***** Document section *****

When it comes to Dirty Signs with Kristin, something is clearly being lost in translation.
As reported earlier this week by the Daily Dot, Kristin Henson’s video series transforms toilet humor and pop culture phrases into American Sign Language (ASL) for a YouTube audience. It’s earned the 26-year-old Philadelphia resident a small dose of Internet fame: taping a handful of segments for Comedy Central’s Tosh.O, accumulating more than 1.5 million views, and landing a book deal.
That success, however, has come with a steep price. Critics claim that her videos are offensive and derogatory, and are alienating her from the Deaf community. In the past two days, a petition for St. Martin’s Press to halt the publication of Henson’s Super Smutty Sign Language Book has received more than 1,300 digital signatures.
The consensus seems to be that Henson’s signing is “woefully inaccurate, poorly performed, and completely misguiding to those who may be seeking to learn more about American Sign Language,” as Andrea K. Smith, a sign language instructor, wrote to the Daily Dot.
For example, a Twitter user claimed that one video actually translated to “Money Buy want-want-want clouds over horizon.” Dave Coyne, a nationally certified interpreter by the Registry of Interpreters for the Deaf (RID) and doctoral student at the University of Cincinnati, noted that in Daily Dot’s top 10 list he found errors ranging from “be versus bitch” and “which (palm orientation)” to the confusion of the “pronouns my and mine.”

*****

◆ Job 1:
In the article about Dirty Signs with Kristin, how many digital signatures has the petition to St. Martin's Press received?
◆ Job 2:
Quote the article about Dirty Signs with Kristin between "When it comes" and "1,300 digital signatures.", inclusive.
◆ Job 3:
According to the article about Dirty Signs with Kristin, why has Henson's success come with a steep price?

***** Available data *****

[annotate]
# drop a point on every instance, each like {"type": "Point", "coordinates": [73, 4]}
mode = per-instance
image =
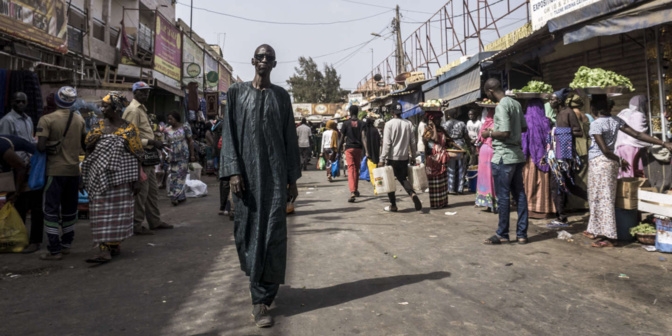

*****

◆ Problem solution 1:
More than 1,300.

◆ Problem solution 2:
When it comes to Dirty Signs with Kristin, something is clearly being lost in translation.
As reported earlier this week by the Daily Dot, Kristin Henson’s video series transforms toilet humor and pop culture phrases into American Sign Language (ASL) for a YouTube audience. It’s earned the 26-year-old Philadelphia resident a small dose of Internet fame: taping a handful of segments for Comedy Central’s Tosh.O, accumulating more than 1.5 million views, and landing a book deal.
That success, however, has come with a steep price. Critics claim that her videos are offensive and derogatory, and are alienating her from the Deaf community. In the past two days, a petition for St. Martin’s Press to halt the publication of Henson’s Super Smutty Sign Language Book has received more than 1,300 digital signatures.

◆ Problem solution 3:
Critics claim her videos are offensive and derogatory and are alienating her from the Deaf community. A petition asking St. Martin's Press to halt publication of her book has received more than 1,300 digital signatures in two days.